EXCERPT START
The request left the school board in a precarious position. Two years before Brown, Baltimore was still a bastion of Jim Crow. Housing covenants kept African-Americans out of many neighborhoods; shopping and eating establishments posted signs proclaiming negroes not served here. No public-school system below the Mason-Dixon line was known to have had racially mixed schools, and Baltimore's own city code mandated segregation.

The Baltimore Urban League was searching for a way to break down the segregated system. With the National Association for the Advancement of Colored People (NAACP), it probed academic records across the city, looking for the top black students, those who would qualify for the Poly "A" course but could not apply because of their race. The Urban League approached 16 students, coached them, and finally made a formal application for them to enroll in the "A" course.

The technique was not unique to Baltimore; the NAACP used it regularly under the guidance of Baltimore native Thurgood Marshall, its lead attorney. The goal was simple: to force the issue of integration, using the "A" course to make Baltimore face up to the reality of its inherently unequal school system.

The school board had no prepared response. Black students simply did not apply for admission to all-white schools. The panel turned for help to the city solicitor, who answered, in effect, that in the doctrine that famously applied before Brown, the "equal" outweighed the "separate." He cited the 1936 Maryland Court of Appeals decision in University of Maryland v. Murray, which integrated the state university's law school: "Separation of the races must nevertheless furnish equal treatment. The constitutional provision cannot be dispensed with in order to maintain a school or schools for whites exclusively. That requirement comes first." In short, a course equal to Poly's "A" had to be created at a black high school, immediately. If this could not be done, Poly had to admit black students.
EXCERPT END
DATA LISTING START
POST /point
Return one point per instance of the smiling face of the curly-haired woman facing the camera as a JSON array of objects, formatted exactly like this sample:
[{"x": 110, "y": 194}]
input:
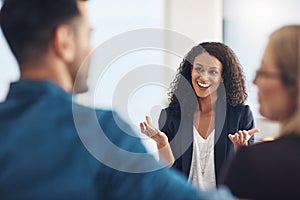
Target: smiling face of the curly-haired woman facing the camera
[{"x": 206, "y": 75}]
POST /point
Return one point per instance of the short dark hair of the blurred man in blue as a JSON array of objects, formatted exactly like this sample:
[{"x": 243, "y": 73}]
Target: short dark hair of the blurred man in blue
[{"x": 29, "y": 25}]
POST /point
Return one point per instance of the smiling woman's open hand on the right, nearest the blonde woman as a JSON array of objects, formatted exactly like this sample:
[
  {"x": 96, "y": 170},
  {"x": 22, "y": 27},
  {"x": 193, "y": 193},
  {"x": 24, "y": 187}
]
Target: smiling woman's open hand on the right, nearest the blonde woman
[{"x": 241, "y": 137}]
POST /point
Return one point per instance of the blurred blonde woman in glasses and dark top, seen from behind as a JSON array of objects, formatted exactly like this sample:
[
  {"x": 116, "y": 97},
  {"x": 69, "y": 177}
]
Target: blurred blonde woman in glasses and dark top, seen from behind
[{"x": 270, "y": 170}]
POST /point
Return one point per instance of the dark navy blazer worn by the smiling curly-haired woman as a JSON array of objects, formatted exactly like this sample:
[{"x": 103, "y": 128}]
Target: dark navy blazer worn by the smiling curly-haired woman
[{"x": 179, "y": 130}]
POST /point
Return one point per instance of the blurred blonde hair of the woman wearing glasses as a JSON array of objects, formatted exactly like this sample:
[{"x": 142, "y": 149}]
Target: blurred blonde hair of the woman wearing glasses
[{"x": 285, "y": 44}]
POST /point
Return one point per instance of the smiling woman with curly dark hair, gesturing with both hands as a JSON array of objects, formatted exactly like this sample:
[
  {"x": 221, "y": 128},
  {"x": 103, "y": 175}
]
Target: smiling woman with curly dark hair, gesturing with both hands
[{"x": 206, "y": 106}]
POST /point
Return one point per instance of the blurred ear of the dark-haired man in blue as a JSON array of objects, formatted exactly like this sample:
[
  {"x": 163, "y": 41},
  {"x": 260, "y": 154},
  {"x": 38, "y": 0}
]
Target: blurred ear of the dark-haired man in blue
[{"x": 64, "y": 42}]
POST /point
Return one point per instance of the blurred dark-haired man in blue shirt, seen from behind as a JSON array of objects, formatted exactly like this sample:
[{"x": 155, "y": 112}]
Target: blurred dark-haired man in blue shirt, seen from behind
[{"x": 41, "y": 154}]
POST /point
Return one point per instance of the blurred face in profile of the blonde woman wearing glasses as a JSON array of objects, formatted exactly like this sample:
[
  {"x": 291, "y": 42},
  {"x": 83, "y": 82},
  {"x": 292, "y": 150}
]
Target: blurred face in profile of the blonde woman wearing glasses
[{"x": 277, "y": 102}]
DATA LISTING END
DATA LISTING START
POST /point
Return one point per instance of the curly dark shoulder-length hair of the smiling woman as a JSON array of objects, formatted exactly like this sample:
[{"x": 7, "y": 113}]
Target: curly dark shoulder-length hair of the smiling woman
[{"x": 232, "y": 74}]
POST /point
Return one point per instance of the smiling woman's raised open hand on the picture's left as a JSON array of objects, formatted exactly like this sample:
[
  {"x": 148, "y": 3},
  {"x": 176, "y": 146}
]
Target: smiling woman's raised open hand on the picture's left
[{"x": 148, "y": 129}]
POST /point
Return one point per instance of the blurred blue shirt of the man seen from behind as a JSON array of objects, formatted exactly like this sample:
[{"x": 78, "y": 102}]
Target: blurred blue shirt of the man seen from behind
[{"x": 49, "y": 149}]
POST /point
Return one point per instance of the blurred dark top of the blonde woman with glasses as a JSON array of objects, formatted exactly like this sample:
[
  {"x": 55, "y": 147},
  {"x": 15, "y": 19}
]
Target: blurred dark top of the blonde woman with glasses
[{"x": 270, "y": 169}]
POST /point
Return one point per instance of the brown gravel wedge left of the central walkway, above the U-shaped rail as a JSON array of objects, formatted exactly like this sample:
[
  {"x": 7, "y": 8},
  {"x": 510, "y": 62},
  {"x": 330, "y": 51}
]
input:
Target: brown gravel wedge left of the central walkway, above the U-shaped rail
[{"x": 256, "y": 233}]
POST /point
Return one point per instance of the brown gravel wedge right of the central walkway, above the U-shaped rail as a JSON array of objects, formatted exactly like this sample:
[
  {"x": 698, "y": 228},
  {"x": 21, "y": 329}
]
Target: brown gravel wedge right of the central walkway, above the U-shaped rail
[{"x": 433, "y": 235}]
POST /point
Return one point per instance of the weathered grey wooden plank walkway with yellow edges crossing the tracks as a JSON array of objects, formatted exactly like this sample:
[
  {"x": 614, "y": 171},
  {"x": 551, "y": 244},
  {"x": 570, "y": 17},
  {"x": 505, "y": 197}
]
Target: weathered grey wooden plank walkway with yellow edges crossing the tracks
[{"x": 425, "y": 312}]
DATA LISTING END
— TASK 1 —
Reproduce word for word the stretch of the Baltimore school passage from "The request left" through "code mandated segregation.".
— TASK 2 —
Pick up the passage on integrating Baltimore's Poly "A" course after its last sentence and write the next part.
The listing has no connection to the passage on integrating Baltimore's Poly "A" course.

— RESULT 1 —
The request left the school board in a precarious position. Two years before Brown, Baltimore was still a bastion of Jim Crow. Housing covenants kept African-Americans out of many neighborhoods; shopping and eating establishments posted signs proclaiming negroes not served here. No public-school system below the Mason-Dixon line was known to have had racially mixed schools, and Baltimore's own city code mandated segregation.

— RESULT 2 —
"This policy [of segregation] is subject to the overriding demands of the [U.S.] Constitution," Thomsen told reporters. "The only real question before the school board is whether the proposed curriculum in one of the Negro schools will be substantially equal to the Polytechnic 'A' course."

City schools Superintendent William Lemmel was assigned the task of planning the alternate "A" course. The resultant report stated that, with a $78,000 investment (to hire teachers and build laboratories), the classes taught at Poly could also be taught at all-black Frederick Douglass High School in West Baltimore.

Before an attentive audience in the school-board meeting room, Thomsen outlined two possible outcomes. If the Douglass course was declared substantially equal, the board was legally bound to continue segregation at Poly. If an equivalent course was not possible, Poly had to admit black students to the "A" course, or abolish it.

Debate lasted four hours. Under the guidance of Marshall Levin, the Urban League's attorney, opponents of the Douglass plan argued that even if the level of teaching and the quality of the facilities could be replicated, the prestige of the Baltimore Polytechnic Institute could not. Poly boys (as they were known) who completed the "A" course were admitted as sophomores to top-tier engineering schools such as the Massachusetts Institute of Technology, Cornell, and Johns Hopkins. An account in The Sun quoted Robert Roy, an assistant dean of Hopkins' engineering school, as telling the crowd that "one does not set up equal facilities by creating something identical in form but not in spirit.'"

But each argument for admitting the black students to Poly was met by resistance. "There was a lot of negativity," recalls Milton Cornish, who attended the meeting with his family. "Somebody would say one thing positive, and someone else would get up and go, 'No no no,' [using] any kind of an argument you could probably think of that someone would say to prevent you from going someplace."

Among those naysayers was Wilmer DeHuff. Poly's principal contended that any school requiring a high level of achievement and diligent work from its faculty and students could attain both the academic quality and the respect that Poly enjoyed.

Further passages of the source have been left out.